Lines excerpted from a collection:

※

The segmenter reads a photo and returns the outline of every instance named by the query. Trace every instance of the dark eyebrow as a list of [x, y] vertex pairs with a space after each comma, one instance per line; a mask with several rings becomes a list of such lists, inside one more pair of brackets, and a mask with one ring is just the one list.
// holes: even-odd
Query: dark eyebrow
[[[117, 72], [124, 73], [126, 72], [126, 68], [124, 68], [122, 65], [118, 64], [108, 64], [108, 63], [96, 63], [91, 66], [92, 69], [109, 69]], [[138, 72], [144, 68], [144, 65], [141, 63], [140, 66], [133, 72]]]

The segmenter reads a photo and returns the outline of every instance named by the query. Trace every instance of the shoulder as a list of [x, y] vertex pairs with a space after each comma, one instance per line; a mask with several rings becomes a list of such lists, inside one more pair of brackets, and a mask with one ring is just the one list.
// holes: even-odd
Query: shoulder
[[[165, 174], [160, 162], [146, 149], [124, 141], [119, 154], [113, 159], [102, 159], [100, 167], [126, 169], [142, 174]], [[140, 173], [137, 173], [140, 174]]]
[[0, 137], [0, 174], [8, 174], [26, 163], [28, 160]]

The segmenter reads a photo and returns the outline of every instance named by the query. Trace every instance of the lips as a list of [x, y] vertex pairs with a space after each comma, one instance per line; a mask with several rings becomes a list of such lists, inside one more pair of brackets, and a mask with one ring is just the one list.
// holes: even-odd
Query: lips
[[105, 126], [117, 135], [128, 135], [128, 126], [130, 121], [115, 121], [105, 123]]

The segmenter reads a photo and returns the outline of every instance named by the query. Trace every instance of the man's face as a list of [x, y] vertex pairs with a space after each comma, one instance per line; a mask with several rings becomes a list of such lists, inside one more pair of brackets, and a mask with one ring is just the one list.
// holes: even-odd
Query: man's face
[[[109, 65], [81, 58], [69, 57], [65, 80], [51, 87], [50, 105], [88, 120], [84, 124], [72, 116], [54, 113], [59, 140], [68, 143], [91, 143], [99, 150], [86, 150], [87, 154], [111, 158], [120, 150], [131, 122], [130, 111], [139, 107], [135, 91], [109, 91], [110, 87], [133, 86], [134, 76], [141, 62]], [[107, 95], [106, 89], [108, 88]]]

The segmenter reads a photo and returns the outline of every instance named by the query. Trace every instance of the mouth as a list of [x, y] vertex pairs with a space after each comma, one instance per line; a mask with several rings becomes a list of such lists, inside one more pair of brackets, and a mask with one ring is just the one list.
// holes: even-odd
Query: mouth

※

# What you have to do
Copy these lines exactly as they appear, all of them.

# Task solution
The segmenter reads a photo and returns the outline of every instance named by the query. Trace every instance of the dark eyebrow as a list of [x, y] vertex pairs with a space after each comma, one instance per line; a mask with several rings becomes a list of such lists, inside one more pair of brackets, and a mask with one ring is just the one list.
// holes: even-odd
Query: dark eyebrow
[[[117, 72], [124, 73], [126, 72], [126, 68], [124, 68], [122, 65], [118, 64], [108, 64], [108, 63], [96, 63], [91, 66], [92, 69], [109, 69]], [[138, 72], [144, 68], [144, 65], [141, 63], [140, 66], [133, 72]]]

The segmenter reads a photo and returns the outline of every instance named by the query. Trace every instance of the shoulder as a list of [x, y] vertex pairs with a space after each comma, one instance per line; a mask with several rings becomes a list of such lists, inside one more pair of brackets, and a mask with one ring is just the one list.
// holes: even-odd
Query: shoulder
[[[165, 174], [160, 162], [146, 149], [124, 141], [119, 154], [113, 159], [102, 159], [100, 167], [126, 169], [142, 174]], [[140, 173], [137, 173], [140, 174]]]
[[0, 137], [0, 174], [8, 174], [26, 163], [28, 160]]

The segmenter reads a photo and returns the outline of every instance named by the query. Trace every instance of the lips as a list of [x, y] vertex pairs with a space after each comma, one instance per line; a mask with several rings becomes a list of such lists, inside one more pair of brackets, and a mask with one ring is just the one list.
// holes: even-odd
Query: lips
[[105, 126], [117, 135], [128, 135], [128, 126], [130, 121], [115, 121], [105, 123]]

The segmenter reads a photo and returns the outline of every instance named by the query. Trace every instance of the man's face as a list of [x, y] vertex pairs with a space after each comma, one instance per line; a mask with several rings becomes a list of such lists, inside one more pair of brackets, and a mask with one ring is just the one list.
// holes: even-odd
Query: man's face
[[[109, 65], [81, 58], [69, 57], [65, 80], [51, 87], [50, 105], [88, 120], [84, 124], [72, 116], [54, 113], [59, 140], [68, 143], [91, 143], [99, 150], [86, 150], [87, 154], [111, 158], [120, 150], [131, 122], [130, 111], [139, 107], [135, 91], [109, 91], [110, 87], [133, 86], [134, 76], [141, 62]], [[107, 95], [106, 89], [108, 88]]]

The segmenter reads a photo and returns the outline of every instance named by the query. Trace every instance of the mouth as a list of [x, y] vertex pairs with a space after each comma, one instance per line; a mask with several rings becomes a list of such lists, inside one more pair of brackets, and a mask with one ring is just the one list.
// holes: even-odd
Query: mouth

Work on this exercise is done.